=== Begin Enclosure ===

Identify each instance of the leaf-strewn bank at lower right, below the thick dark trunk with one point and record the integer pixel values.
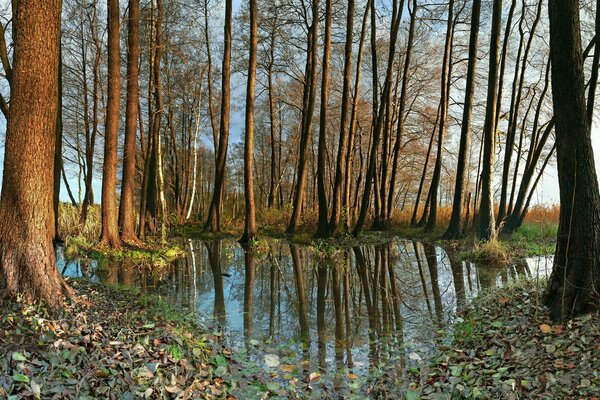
(505, 347)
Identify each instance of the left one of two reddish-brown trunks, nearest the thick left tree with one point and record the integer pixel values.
(110, 229)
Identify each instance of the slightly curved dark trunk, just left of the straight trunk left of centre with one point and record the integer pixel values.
(213, 222)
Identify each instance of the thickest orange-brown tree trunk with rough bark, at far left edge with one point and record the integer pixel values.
(27, 258)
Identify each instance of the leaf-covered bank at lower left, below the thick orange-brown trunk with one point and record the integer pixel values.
(109, 343)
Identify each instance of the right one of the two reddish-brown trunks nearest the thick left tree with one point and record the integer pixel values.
(126, 217)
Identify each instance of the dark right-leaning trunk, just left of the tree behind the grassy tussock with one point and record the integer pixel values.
(453, 231)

=== End Enclosure ===

> [Task prompt] Leaving images out, please output every line of the data exactly.

> [Exercise result]
Identify each instance of the leaf-strewn bank at lower right, below the thick dark trunk with one point and record the integer pixel values.
(505, 347)
Identify each instance of the left one of two reddish-brown trunks, nearest the thick left tree with one point and record the integer pixel values.
(110, 229)
Identify each instance of the slightly curved dark trunk, just left of the straight trunk left of centre with one point and record the integer pixel values.
(213, 222)
Identify each instance of the thickest orange-brown tree trunk with rough bark, at far left edge with one point and record the integer pixel values.
(27, 258)
Identify each instance of the leaf-covered bank at lower left, below the thick orange-brown trunk with one point and record the integer pixel values.
(109, 343)
Identify each instance of the right one of the two reddish-brown trunks nearest the thick left tree with one point and record the integer pixel values.
(126, 217)
Identify each instance of the dark right-leaning trunk, just left of the tree behind the grassy tussock with one point and record the integer pixel values.
(453, 231)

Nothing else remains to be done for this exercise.